What the task requires: Output the full listing below exactly as it reads, and skip anything that is a picture.

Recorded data
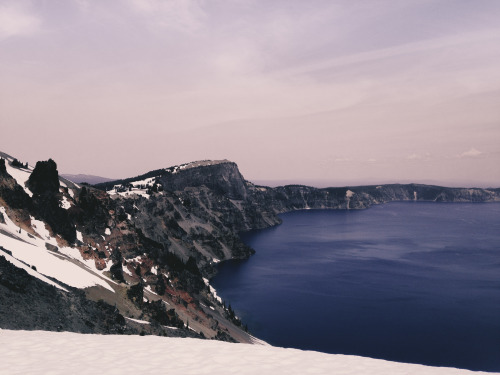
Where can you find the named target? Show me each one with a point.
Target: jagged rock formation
(160, 235)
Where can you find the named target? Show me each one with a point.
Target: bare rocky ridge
(160, 235)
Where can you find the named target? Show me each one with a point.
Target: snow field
(41, 352)
(60, 266)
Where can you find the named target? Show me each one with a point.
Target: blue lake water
(410, 282)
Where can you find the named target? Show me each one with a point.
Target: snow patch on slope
(40, 352)
(65, 265)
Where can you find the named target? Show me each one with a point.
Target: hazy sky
(334, 92)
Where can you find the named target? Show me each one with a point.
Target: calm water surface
(410, 282)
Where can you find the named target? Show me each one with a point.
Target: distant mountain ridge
(149, 244)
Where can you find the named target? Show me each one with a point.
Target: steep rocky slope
(151, 243)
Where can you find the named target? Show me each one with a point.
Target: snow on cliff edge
(41, 352)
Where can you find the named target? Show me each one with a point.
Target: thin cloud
(16, 20)
(182, 15)
(472, 153)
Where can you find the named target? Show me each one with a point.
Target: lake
(405, 281)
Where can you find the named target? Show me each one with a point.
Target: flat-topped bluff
(157, 237)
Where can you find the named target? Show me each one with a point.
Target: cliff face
(154, 237)
(293, 197)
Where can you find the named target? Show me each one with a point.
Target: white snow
(41, 352)
(61, 265)
(31, 271)
(138, 321)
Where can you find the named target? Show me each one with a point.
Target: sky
(320, 92)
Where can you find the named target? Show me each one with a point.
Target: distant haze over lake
(348, 92)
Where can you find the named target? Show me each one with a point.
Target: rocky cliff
(152, 242)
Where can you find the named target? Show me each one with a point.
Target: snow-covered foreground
(41, 352)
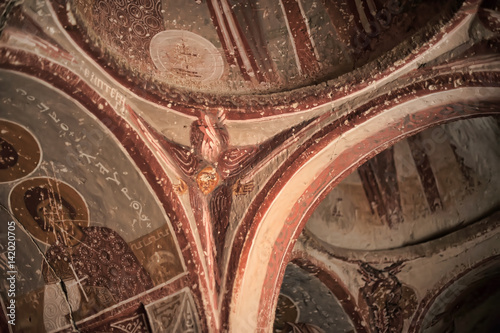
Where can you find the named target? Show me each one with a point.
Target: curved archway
(295, 195)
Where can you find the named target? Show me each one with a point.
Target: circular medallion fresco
(20, 153)
(47, 207)
(186, 55)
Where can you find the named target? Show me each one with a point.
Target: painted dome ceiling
(245, 47)
(242, 166)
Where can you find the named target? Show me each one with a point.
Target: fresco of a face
(207, 180)
(19, 152)
(50, 210)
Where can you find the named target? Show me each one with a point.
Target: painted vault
(249, 166)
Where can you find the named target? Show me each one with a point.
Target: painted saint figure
(93, 264)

Final result:
Where can you find the named target? Show me each one with a point.
Target: jagged rock formation
(160, 235)
Where can you find the named target? Show me each one with a point.
Target: bare rocky ridge
(160, 235)
Where can you find the named target? Show me each one with a point.
Target: snow field
(41, 352)
(60, 266)
Where can you find the named target? Show me each one with a point.
Target: blue lake water
(410, 282)
Where can you find the named target? Show me each one with a point.
Target: snow patch on slope
(40, 352)
(65, 265)
Where can you find the named target? Show me each one with a point.
Target: hazy sky
(334, 92)
Where can you find the named target? Show me each one with a point.
Target: calm water surface
(410, 282)
Where can you find the named target? Show me each one with a point.
Target: distant mountain ridge
(149, 244)
Where can you find the named target? Show me each one with a point.
Target: steep rocky slope
(151, 243)
Where can you find the named target? Show me each one with a point.
Target: snow on cliff edge
(41, 352)
Where can you find the named target? Show me each one with a point.
Target: thin cloud
(16, 20)
(182, 15)
(472, 153)
Where can you find the named target? Show me each one with a point.
Target: lake
(405, 281)
Where can you find the named target? Show me each one with a point.
Target: flat-topped bluff
(157, 237)
Where can you find the named target? Show me each one with a point.
Target: cliff face
(154, 237)
(293, 197)
Where can you find the named target? Show me each one with a point.
Target: white snow
(41, 352)
(61, 265)
(31, 271)
(138, 321)
Where can you find the named target? Show me each one with a point.
Target: sky
(320, 92)
Where can you find the named target? Show me each one with a point.
Target: distant haze over lake
(348, 92)
Where can you find the named target? Show me each one with a point.
Target: rocky cliff
(152, 242)
Where can you find the named target? Show me each one with a point.
Target: snow-covered foreground
(41, 352)
Where can you find the named target? Show me each one with a point.
Target: curved archway
(295, 195)
Where can you find the named target? Show me each one with a point.
Target: circular medallion fresco
(20, 153)
(47, 207)
(186, 55)
Where can you find the named target? Show me each one with a point.
Target: painted dome ceiling
(245, 47)
(242, 166)
Where can you find the named target? Show me each one with a point.
Target: fresco of a face
(207, 180)
(19, 152)
(50, 210)
Where can you find the named target? Show me each one with a point.
Target: painted vault
(249, 166)
Where can you find the named target? Show me each one with a point.
Target: painted saint figure
(93, 264)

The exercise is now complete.